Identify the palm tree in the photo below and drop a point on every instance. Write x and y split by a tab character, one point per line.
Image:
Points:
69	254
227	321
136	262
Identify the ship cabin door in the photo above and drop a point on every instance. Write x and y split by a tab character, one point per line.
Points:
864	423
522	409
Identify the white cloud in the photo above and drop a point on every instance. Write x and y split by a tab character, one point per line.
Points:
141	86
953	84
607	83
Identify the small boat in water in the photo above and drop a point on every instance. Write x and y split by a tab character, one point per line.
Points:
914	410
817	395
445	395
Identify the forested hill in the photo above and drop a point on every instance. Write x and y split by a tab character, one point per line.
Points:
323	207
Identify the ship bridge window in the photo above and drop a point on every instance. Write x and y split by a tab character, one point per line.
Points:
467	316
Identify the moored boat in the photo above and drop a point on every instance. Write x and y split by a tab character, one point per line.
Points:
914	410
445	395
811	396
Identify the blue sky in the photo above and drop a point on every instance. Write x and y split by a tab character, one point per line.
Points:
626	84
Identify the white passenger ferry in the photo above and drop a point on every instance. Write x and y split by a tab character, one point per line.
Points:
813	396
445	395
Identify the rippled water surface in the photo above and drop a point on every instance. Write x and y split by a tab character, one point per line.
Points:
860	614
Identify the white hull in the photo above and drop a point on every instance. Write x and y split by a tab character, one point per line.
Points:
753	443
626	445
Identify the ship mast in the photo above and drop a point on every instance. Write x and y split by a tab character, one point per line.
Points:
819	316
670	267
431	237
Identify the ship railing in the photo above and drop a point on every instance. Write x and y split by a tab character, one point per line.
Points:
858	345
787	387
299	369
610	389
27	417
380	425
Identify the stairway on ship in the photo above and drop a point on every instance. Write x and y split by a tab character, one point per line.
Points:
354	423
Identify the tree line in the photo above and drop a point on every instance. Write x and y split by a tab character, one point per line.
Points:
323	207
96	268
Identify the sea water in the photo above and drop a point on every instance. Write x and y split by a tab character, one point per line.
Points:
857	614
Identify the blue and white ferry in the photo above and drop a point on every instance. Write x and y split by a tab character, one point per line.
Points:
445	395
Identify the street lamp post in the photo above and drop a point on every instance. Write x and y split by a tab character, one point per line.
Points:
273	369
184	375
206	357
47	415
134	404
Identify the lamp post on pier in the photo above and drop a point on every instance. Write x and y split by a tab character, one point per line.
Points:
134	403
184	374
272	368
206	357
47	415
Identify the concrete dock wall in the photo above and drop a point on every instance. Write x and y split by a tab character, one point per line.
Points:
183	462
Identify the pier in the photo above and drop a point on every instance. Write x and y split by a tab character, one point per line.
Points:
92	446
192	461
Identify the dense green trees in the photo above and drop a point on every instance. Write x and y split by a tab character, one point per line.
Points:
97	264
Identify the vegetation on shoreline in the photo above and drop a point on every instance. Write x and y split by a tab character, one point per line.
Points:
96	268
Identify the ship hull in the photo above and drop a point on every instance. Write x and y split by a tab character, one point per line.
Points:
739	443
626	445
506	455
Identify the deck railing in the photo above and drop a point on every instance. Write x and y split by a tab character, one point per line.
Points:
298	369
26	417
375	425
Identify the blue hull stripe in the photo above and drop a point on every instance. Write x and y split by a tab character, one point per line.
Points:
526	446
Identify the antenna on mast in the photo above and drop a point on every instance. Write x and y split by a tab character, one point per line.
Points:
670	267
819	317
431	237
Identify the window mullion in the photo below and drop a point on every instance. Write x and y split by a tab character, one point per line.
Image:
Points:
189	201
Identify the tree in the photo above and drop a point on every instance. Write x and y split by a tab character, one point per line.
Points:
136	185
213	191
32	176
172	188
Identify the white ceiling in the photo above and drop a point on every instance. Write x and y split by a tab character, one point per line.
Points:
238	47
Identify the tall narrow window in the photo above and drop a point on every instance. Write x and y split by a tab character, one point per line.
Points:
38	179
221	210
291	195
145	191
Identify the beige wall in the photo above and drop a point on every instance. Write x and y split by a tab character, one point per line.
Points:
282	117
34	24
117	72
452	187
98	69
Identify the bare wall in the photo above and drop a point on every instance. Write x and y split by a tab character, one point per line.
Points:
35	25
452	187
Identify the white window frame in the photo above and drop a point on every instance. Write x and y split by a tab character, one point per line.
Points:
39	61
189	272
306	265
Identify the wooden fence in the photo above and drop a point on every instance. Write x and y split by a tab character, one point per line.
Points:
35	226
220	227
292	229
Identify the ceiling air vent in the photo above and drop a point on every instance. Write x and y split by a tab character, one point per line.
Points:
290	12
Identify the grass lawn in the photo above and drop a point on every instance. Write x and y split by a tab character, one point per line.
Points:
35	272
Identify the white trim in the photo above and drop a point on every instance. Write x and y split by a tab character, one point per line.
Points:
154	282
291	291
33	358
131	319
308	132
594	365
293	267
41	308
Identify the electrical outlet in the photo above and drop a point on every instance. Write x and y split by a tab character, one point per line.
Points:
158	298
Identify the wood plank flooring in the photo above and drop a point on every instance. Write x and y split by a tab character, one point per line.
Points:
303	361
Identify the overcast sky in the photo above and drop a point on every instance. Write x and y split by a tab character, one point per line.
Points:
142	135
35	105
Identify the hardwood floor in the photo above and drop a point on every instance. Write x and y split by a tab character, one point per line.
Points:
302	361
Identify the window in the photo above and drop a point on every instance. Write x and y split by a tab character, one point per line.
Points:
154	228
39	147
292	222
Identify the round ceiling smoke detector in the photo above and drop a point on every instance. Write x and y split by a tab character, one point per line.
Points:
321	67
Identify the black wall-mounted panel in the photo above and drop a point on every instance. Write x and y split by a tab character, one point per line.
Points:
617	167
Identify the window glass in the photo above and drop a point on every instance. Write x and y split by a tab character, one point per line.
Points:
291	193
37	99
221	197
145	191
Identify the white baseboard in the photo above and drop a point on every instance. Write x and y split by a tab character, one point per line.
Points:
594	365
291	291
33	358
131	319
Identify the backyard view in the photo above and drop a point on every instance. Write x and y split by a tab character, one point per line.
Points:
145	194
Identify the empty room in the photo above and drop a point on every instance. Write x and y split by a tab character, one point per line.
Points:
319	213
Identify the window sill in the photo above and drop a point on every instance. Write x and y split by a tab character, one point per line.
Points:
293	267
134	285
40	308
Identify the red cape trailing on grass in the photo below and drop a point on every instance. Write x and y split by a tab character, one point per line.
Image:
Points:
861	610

- - -

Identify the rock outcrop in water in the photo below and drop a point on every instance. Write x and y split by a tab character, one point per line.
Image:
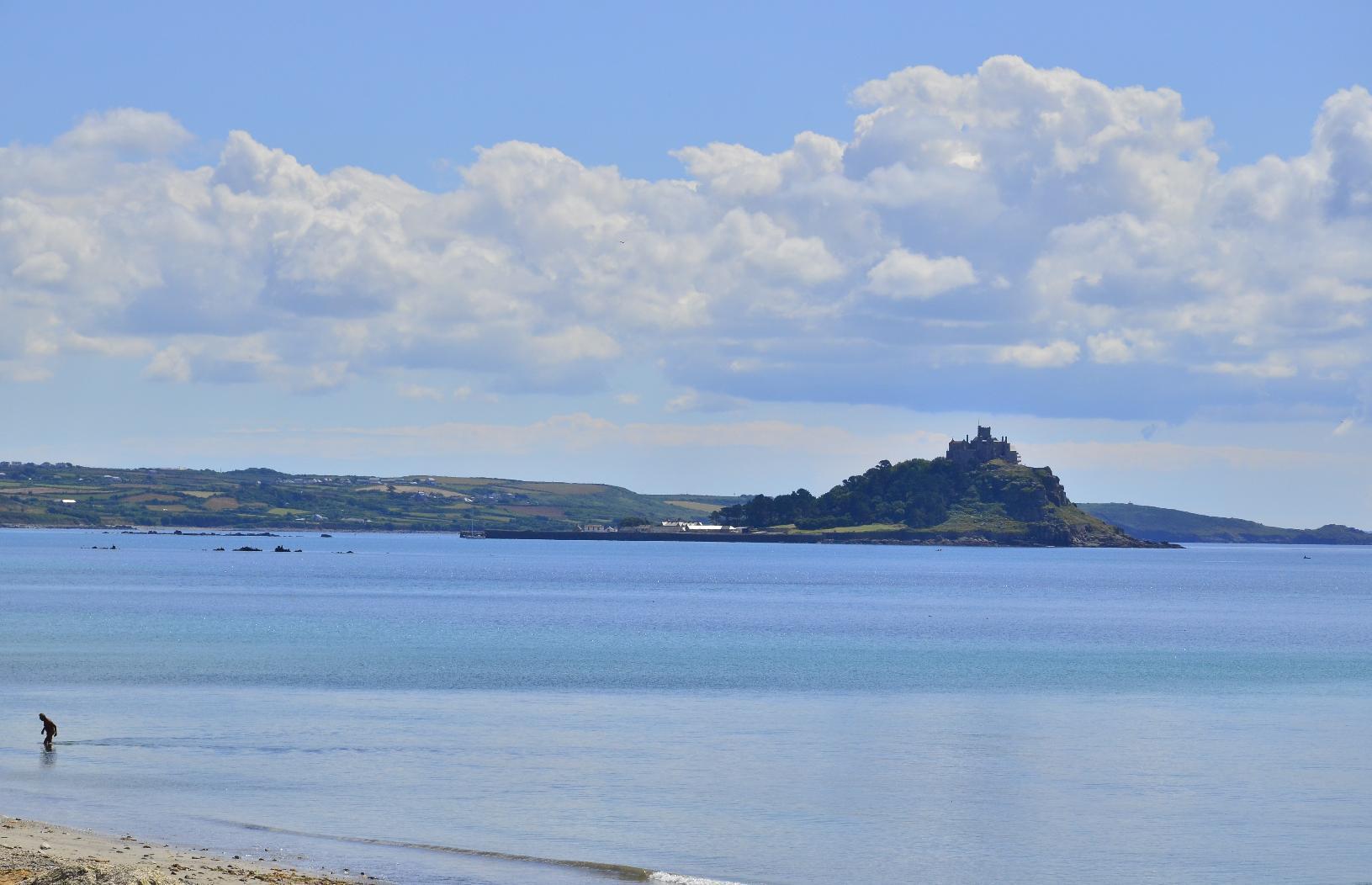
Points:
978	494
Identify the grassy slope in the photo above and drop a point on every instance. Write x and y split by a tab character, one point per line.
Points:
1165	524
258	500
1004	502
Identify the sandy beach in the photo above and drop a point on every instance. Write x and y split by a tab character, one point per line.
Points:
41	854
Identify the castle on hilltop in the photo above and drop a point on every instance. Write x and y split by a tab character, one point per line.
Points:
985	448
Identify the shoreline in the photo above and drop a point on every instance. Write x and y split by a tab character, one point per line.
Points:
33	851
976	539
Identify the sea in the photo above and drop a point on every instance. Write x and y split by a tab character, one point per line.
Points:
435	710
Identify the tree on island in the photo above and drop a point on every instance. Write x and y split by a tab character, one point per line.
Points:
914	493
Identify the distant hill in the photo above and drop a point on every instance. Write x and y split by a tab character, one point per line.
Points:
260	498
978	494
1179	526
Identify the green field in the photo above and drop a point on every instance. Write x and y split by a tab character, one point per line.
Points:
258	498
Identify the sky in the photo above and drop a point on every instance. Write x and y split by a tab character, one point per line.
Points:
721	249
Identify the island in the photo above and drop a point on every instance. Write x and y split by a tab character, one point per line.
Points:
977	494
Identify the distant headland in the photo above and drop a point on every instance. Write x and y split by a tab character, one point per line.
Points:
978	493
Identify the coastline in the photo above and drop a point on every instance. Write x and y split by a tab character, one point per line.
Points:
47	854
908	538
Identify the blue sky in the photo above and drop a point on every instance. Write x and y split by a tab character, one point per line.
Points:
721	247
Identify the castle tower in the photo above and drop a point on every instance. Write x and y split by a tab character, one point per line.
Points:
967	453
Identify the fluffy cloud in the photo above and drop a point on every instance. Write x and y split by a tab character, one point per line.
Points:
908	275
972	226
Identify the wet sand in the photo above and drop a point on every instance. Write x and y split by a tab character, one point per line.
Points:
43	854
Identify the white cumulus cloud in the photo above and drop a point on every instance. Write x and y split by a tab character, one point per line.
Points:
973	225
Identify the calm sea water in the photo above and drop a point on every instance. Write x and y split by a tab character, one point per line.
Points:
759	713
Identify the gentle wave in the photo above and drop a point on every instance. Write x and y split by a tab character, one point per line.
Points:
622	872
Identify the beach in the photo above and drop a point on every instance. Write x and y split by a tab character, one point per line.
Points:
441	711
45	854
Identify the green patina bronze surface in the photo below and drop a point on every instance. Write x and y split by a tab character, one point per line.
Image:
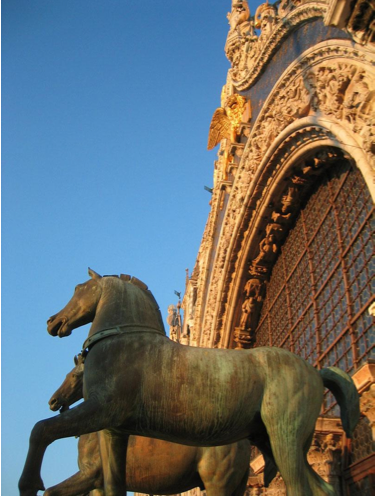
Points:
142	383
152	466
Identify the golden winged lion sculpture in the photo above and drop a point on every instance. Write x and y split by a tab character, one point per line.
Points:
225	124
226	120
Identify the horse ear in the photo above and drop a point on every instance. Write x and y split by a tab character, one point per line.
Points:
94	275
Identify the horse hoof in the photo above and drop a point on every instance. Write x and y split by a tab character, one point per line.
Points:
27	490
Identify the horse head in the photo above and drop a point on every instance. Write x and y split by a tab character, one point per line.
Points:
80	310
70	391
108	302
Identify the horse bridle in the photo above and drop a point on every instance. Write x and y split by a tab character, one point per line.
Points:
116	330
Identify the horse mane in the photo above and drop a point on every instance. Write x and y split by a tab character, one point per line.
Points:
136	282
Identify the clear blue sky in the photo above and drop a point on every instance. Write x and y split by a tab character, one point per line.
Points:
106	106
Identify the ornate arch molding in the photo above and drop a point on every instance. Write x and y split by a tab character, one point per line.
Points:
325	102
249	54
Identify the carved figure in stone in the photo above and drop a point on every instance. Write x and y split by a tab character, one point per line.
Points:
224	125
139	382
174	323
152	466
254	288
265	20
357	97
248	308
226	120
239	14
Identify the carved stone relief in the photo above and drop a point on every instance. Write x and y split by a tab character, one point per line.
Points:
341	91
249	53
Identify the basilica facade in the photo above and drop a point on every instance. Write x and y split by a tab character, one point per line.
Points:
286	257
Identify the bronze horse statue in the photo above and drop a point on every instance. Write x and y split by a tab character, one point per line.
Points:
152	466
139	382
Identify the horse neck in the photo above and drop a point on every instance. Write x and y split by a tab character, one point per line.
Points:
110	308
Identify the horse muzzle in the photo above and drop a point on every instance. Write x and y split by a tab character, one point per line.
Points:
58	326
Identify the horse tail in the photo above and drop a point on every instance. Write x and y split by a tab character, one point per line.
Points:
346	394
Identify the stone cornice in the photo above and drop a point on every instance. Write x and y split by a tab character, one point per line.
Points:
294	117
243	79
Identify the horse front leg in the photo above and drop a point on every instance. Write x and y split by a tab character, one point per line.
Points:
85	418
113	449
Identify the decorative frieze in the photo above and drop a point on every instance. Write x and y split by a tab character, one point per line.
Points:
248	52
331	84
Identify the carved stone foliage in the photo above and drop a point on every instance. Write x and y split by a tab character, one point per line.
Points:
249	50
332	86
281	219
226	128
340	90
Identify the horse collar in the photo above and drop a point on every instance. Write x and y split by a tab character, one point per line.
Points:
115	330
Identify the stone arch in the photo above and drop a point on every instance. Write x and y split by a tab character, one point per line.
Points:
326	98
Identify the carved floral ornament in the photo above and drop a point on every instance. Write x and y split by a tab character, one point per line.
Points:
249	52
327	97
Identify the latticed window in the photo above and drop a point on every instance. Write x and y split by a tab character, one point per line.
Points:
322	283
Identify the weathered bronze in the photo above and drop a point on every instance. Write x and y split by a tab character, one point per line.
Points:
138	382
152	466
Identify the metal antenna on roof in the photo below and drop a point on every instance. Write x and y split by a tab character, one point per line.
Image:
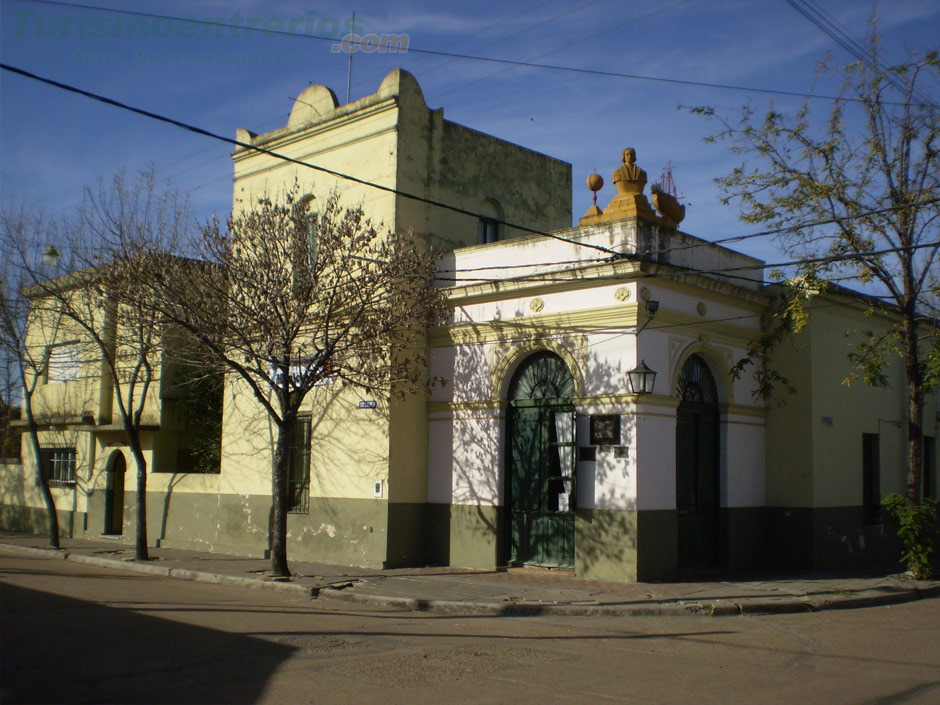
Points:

- - -

* **PROBLEM REQUIREMENTS**: What lines of the material contain "lamp"? Show them.

* **EXERCISE SOLUTION**:
Identify the street lamp post in the photo above and drop a point on every instance. Write x and y split by a tab character, one point per line.
Identify the lamp post on pier in the photo above and drop a point on every instance. Write x and y split by a tab character, one point per line.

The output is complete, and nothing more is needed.